**** Exercise materials ****
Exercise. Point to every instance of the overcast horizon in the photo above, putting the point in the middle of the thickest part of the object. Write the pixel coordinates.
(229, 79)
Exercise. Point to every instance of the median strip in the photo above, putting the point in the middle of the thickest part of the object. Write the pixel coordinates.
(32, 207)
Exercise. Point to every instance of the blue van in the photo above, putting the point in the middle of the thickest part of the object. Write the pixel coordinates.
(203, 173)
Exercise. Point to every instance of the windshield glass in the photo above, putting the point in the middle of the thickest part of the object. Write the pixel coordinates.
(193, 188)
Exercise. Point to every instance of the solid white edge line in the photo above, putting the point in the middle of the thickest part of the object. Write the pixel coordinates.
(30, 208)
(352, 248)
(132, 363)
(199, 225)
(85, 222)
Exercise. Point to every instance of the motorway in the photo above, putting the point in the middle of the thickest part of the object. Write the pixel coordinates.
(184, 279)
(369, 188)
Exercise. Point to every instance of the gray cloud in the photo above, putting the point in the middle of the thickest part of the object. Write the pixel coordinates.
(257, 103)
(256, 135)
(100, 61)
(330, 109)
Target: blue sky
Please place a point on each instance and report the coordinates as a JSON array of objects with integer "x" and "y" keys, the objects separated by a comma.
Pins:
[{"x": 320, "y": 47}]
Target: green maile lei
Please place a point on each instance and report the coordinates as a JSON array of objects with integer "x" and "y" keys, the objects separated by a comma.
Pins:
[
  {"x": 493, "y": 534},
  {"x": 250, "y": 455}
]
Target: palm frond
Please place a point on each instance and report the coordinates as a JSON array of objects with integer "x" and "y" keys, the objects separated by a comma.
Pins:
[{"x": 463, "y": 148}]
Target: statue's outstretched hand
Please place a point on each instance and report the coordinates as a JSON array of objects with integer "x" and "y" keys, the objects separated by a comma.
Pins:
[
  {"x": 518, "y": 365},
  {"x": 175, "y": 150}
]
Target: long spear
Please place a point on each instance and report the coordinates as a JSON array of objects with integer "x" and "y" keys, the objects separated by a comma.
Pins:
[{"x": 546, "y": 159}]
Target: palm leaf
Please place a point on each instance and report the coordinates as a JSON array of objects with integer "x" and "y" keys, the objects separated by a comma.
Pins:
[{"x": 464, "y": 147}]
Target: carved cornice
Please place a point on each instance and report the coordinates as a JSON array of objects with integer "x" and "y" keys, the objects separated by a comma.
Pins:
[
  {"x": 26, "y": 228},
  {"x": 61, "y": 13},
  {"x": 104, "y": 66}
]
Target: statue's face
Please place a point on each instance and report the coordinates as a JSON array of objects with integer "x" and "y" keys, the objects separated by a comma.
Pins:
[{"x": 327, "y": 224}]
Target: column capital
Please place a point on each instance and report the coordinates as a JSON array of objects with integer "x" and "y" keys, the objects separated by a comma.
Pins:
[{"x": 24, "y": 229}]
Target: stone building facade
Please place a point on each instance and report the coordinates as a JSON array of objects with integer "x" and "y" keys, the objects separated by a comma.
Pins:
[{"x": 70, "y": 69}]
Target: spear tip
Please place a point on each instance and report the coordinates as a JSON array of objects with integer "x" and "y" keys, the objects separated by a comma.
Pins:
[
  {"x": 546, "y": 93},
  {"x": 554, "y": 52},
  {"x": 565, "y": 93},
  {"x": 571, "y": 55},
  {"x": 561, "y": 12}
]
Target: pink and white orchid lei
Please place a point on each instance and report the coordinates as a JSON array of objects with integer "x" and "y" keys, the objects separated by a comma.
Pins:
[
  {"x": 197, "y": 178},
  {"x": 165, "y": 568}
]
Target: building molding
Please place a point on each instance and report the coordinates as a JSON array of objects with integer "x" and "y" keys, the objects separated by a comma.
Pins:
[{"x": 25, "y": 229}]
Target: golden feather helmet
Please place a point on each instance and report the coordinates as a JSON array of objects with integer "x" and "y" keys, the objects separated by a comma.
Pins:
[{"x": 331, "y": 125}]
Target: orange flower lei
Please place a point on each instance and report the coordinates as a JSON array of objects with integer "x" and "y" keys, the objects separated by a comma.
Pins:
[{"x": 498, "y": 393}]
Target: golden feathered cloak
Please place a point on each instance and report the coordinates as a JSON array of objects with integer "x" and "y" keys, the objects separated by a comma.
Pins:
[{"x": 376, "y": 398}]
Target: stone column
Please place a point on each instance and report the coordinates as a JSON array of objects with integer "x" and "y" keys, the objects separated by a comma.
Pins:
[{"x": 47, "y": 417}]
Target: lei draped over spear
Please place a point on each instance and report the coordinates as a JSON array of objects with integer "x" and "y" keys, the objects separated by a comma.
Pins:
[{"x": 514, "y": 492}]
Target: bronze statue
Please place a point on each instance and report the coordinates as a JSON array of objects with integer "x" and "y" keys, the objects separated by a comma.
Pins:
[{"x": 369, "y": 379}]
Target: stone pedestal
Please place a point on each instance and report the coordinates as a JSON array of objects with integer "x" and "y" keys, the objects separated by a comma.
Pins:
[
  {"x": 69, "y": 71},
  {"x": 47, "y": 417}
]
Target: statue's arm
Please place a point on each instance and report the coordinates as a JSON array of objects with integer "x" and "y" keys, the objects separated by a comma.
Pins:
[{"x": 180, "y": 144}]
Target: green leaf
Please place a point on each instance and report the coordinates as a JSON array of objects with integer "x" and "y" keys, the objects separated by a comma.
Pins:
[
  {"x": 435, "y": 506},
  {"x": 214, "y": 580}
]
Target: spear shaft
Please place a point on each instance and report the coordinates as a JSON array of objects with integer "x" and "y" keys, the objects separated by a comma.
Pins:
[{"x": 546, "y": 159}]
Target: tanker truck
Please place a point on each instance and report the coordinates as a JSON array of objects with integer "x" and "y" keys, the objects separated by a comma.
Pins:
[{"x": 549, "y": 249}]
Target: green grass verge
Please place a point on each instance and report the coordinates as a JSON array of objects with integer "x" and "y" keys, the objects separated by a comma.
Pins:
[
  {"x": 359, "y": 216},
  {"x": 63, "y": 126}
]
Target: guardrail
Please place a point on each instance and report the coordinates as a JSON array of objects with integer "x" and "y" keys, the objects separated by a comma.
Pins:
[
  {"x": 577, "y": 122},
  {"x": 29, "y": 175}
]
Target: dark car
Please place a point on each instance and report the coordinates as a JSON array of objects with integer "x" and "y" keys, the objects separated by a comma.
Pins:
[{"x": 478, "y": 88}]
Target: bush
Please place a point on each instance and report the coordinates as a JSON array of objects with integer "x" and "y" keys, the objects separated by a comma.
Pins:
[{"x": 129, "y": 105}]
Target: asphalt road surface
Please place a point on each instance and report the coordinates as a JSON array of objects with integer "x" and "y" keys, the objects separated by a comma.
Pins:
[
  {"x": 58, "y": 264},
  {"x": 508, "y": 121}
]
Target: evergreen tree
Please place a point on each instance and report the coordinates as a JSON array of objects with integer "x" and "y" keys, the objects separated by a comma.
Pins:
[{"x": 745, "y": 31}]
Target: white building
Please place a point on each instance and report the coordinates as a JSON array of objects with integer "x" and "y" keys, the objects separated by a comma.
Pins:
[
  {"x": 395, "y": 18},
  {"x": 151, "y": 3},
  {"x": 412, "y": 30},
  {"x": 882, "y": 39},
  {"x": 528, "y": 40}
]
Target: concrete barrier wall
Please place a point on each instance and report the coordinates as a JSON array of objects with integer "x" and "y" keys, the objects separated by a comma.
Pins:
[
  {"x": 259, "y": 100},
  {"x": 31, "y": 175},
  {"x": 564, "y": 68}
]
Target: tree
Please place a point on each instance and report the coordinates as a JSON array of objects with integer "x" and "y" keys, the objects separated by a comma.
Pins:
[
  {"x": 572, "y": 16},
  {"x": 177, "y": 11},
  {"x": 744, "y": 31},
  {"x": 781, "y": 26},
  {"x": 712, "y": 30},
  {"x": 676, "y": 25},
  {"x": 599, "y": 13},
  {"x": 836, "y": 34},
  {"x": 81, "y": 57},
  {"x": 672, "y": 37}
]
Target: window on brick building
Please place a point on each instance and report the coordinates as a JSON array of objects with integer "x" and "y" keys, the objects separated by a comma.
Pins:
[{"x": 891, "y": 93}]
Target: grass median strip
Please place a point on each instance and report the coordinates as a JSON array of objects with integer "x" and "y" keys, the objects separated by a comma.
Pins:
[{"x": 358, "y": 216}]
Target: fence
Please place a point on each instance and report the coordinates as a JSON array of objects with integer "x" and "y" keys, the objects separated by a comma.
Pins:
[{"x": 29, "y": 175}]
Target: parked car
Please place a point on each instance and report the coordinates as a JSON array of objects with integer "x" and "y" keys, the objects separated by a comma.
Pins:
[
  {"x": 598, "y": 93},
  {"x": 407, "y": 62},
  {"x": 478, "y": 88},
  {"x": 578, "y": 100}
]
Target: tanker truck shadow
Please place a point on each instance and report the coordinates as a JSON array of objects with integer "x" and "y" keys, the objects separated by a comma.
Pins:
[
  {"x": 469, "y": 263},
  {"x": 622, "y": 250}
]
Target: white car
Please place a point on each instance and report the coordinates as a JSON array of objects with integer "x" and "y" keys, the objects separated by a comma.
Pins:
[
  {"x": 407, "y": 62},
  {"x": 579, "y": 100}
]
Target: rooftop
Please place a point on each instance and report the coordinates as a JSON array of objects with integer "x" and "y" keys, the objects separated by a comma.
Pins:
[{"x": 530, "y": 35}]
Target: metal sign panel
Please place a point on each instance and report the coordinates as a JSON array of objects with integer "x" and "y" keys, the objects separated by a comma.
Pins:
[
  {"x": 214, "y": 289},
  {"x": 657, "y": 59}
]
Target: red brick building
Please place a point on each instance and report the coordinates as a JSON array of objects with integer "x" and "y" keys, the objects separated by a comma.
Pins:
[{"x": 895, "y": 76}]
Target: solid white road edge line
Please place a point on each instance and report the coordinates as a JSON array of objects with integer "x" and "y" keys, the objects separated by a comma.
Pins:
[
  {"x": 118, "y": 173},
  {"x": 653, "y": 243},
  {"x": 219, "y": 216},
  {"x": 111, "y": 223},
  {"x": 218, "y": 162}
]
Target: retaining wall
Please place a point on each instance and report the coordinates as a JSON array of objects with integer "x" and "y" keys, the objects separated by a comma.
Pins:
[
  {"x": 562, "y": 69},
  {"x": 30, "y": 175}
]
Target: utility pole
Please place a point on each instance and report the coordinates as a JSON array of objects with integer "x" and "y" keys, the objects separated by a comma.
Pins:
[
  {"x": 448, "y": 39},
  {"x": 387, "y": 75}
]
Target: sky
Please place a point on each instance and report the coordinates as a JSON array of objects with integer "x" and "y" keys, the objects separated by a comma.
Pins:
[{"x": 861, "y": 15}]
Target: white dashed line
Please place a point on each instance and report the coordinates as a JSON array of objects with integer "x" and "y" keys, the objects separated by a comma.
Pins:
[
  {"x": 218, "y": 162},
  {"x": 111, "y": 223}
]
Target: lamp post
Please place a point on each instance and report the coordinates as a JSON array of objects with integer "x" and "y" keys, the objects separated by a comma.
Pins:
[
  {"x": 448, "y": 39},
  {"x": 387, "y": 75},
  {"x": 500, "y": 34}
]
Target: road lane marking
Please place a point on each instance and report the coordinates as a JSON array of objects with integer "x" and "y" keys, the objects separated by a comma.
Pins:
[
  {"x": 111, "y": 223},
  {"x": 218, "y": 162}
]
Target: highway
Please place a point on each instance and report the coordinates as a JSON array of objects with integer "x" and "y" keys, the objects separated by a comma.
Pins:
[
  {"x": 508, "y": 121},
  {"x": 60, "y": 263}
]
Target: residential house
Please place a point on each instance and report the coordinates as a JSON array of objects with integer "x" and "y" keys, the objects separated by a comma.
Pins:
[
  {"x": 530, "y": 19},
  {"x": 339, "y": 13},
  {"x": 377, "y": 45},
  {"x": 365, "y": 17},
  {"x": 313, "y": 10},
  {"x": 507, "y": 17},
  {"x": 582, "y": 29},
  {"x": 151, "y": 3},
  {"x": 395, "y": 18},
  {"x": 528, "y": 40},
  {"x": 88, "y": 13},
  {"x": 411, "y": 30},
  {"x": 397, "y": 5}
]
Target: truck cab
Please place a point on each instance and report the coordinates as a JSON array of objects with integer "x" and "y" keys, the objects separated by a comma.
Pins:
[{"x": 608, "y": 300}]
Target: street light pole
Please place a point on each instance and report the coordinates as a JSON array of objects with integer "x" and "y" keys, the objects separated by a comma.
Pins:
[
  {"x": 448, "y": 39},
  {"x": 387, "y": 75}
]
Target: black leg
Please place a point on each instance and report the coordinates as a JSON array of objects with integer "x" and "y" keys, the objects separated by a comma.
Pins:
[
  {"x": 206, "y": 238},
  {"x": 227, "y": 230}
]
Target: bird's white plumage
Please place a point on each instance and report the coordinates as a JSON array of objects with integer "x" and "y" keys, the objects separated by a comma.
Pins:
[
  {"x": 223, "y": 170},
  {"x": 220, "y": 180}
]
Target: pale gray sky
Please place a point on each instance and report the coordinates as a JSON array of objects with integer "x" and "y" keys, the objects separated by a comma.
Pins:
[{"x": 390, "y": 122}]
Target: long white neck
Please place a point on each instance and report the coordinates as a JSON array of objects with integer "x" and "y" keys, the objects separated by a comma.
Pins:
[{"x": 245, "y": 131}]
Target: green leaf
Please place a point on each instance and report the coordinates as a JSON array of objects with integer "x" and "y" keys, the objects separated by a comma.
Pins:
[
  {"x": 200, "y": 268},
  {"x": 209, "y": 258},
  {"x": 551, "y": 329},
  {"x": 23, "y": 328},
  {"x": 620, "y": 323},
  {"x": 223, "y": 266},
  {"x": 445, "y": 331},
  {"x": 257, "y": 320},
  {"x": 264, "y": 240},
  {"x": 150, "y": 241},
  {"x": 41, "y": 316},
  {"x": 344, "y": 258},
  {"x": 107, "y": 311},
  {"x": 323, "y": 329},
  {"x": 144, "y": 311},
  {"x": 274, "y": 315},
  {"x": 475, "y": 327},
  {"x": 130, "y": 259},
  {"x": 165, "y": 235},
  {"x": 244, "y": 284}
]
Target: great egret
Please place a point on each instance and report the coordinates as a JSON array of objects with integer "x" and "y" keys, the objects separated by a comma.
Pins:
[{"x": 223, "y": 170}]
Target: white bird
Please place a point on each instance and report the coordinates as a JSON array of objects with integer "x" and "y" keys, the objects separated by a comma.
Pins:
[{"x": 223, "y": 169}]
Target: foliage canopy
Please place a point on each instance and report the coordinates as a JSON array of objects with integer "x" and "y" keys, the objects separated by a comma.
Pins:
****
» **To do**: From the top of the material above, print every line exactly, ending with the line that holds "Target: green maile lei".

» **Response**:
Exercise. Point to every instance of the overcast horizon in the photo above, putting the point in the middle of the thickest part of the object. Write the pixel coordinates.
(229, 79)
Exercise. Point to every instance of the median strip in the photo above, putting the point in the middle of the thickest part of the object. Write the pixel coordinates.
(32, 207)
Exercise. Point to every instance of the blue van in the photo above, putting the point in the middle of the thickest part of the object. Write the pixel coordinates.
(203, 173)
Exercise. Point to every instance of the windshield glass in the photo above, putting the point in the middle of the thickest part of the object. Write the pixel coordinates.
(193, 188)
Exercise. Point to every instance of the solid white edge line in the photo above, putting the point in the middle of the thickest part of the object. Write the pixel coordinates.
(30, 208)
(352, 248)
(132, 363)
(199, 225)
(85, 222)
Exercise. Point to every instance of the motorway in the photo above, putting the point in the middle of the thickest part of the object. Write the pixel coordinates.
(184, 279)
(369, 188)
Exercise. Point to every instance of the gray cloud in the photo above, putting the point in the middle of the thickest part of the object. Write the pixel coordinates.
(257, 103)
(256, 135)
(100, 61)
(330, 109)
Target: blue sky
Please place a point on each instance and report the coordinates as a JSON array of objects with integer "x" and "y" keys, the objects separated by a comma.
Pins:
[{"x": 320, "y": 47}]
Target: green maile lei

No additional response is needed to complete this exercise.